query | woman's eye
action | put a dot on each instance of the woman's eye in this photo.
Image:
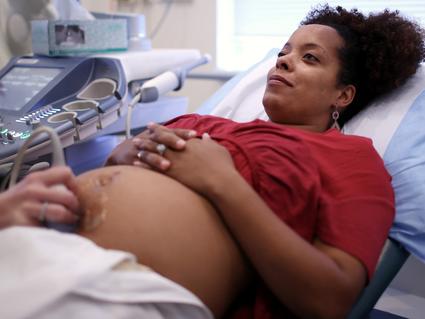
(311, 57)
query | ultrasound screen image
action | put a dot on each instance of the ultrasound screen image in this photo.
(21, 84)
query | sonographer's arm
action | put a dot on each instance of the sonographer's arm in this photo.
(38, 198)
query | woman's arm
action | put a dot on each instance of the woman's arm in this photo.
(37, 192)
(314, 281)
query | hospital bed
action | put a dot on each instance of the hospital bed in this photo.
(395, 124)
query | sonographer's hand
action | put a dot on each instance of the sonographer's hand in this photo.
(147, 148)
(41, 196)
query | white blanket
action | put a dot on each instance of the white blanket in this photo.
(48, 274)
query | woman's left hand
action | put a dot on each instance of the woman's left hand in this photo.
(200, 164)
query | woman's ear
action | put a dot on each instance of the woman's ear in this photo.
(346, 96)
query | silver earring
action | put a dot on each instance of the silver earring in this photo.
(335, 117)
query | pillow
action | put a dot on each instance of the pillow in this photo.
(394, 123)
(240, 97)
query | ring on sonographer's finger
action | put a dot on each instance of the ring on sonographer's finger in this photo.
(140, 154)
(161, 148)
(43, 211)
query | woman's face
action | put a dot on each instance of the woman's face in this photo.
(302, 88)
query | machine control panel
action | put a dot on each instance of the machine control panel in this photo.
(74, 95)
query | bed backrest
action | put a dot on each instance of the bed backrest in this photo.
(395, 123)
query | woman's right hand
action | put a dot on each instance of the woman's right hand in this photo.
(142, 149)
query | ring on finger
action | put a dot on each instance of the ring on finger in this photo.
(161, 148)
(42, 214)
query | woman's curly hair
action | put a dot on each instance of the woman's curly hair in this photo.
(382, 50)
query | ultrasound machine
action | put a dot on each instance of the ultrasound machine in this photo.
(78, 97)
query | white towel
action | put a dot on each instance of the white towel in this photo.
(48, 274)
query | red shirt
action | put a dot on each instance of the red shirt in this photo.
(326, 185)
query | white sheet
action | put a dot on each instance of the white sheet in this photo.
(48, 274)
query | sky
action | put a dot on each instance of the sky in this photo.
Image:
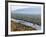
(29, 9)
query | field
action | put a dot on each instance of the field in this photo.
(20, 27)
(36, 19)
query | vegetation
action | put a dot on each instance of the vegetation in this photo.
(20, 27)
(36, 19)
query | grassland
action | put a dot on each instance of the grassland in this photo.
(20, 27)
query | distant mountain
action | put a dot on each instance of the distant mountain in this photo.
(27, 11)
□ □ □ □ □ □ □
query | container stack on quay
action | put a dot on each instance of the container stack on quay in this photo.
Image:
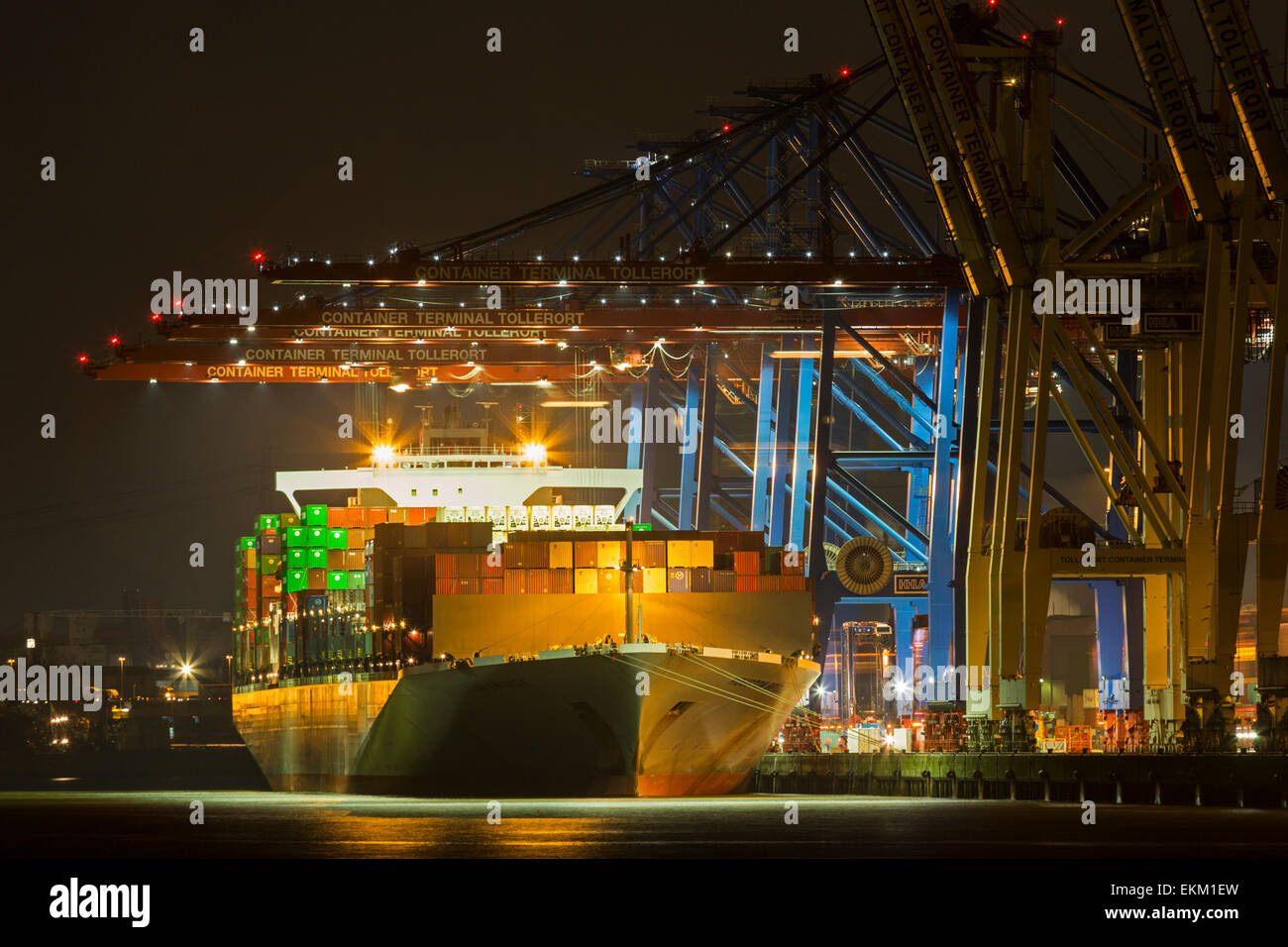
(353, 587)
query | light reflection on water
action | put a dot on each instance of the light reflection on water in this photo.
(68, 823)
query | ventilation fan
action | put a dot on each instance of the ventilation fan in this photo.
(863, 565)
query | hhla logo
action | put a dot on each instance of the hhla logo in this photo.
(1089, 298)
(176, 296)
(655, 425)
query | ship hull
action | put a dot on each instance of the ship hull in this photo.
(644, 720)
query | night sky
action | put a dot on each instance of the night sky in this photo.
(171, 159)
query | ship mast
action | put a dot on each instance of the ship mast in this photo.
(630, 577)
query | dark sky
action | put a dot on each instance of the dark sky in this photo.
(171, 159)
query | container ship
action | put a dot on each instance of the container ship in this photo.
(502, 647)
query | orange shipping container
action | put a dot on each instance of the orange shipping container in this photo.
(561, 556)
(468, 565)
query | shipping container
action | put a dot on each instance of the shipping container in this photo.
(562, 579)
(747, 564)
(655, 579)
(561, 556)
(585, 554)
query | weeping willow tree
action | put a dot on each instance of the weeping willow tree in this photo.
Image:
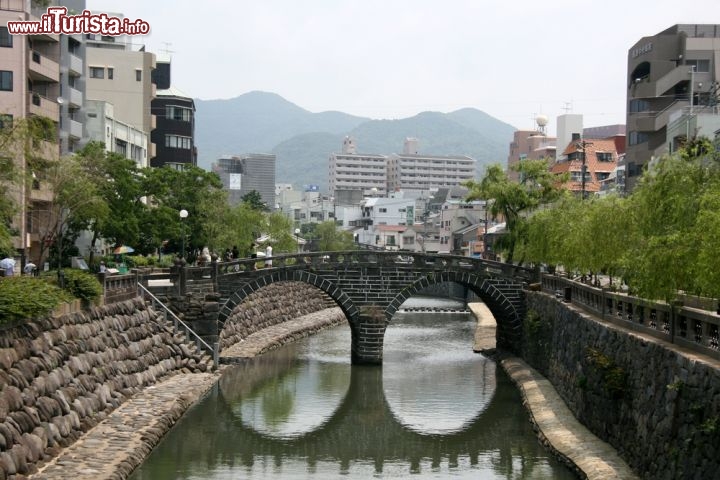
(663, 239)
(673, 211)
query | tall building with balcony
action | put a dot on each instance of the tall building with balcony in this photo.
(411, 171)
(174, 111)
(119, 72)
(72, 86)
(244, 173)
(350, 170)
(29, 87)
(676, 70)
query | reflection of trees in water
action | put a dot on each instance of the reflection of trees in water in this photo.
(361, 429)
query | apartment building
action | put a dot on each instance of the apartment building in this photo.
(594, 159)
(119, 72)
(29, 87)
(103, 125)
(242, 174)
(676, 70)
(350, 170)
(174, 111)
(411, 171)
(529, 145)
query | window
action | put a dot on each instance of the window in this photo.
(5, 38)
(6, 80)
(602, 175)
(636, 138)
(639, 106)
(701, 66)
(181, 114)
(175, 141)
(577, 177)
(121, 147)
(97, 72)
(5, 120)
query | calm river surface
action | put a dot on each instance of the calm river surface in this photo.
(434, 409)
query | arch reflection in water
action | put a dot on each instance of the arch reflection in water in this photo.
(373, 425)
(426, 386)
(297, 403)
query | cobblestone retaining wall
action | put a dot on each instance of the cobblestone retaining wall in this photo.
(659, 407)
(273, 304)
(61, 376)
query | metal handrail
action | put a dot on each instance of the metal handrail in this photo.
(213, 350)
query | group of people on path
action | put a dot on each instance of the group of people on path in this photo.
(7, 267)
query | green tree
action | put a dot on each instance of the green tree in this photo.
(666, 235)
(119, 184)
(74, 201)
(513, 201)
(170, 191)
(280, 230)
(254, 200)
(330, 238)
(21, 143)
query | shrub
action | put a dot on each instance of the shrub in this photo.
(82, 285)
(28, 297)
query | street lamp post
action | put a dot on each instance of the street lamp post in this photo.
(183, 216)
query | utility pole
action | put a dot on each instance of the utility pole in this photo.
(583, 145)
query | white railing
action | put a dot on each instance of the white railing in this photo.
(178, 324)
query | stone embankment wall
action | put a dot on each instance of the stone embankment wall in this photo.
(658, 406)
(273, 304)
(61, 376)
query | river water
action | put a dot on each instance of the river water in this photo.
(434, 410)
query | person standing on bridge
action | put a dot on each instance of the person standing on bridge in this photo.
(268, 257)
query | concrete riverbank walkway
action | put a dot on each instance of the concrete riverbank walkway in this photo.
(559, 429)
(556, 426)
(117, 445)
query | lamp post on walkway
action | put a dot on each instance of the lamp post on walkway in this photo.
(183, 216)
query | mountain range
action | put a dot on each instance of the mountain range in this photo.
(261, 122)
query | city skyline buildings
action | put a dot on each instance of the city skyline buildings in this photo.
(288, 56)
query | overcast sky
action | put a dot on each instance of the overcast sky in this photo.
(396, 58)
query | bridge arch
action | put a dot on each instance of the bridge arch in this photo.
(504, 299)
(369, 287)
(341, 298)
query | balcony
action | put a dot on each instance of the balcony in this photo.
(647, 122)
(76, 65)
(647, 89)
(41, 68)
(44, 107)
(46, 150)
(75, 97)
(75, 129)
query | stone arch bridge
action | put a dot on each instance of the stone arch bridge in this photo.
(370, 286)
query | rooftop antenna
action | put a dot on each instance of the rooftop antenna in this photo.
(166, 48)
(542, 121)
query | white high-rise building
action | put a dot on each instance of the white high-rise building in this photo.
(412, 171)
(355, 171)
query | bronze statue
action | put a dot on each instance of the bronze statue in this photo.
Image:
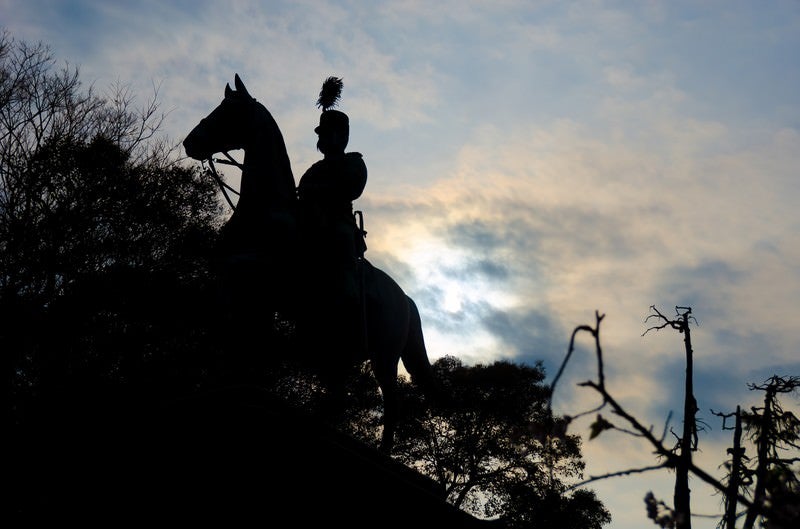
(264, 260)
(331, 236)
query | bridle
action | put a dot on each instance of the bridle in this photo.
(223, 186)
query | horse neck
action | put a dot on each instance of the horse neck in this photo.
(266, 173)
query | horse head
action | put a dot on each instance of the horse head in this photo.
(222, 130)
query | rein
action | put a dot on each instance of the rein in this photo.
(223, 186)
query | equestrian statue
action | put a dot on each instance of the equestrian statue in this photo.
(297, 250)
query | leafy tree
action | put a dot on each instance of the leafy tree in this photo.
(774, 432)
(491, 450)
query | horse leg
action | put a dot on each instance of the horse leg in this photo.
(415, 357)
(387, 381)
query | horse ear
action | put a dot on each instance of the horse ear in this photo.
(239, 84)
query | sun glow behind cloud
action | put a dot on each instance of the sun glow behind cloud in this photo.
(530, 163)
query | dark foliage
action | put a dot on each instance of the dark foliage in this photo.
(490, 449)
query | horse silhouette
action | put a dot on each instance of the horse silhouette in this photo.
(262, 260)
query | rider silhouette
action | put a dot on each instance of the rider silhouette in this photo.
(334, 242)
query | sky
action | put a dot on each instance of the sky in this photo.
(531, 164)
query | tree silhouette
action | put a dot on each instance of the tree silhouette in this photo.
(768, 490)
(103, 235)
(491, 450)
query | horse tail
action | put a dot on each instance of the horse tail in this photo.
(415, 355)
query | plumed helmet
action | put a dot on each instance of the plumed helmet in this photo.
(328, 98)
□ □ □ □ □ □ □
**TO DO:** Count the lines of the listing above that contain the string "ventilation", with case counting, and reply with the number alone.

**EXERCISE RESULT:** 2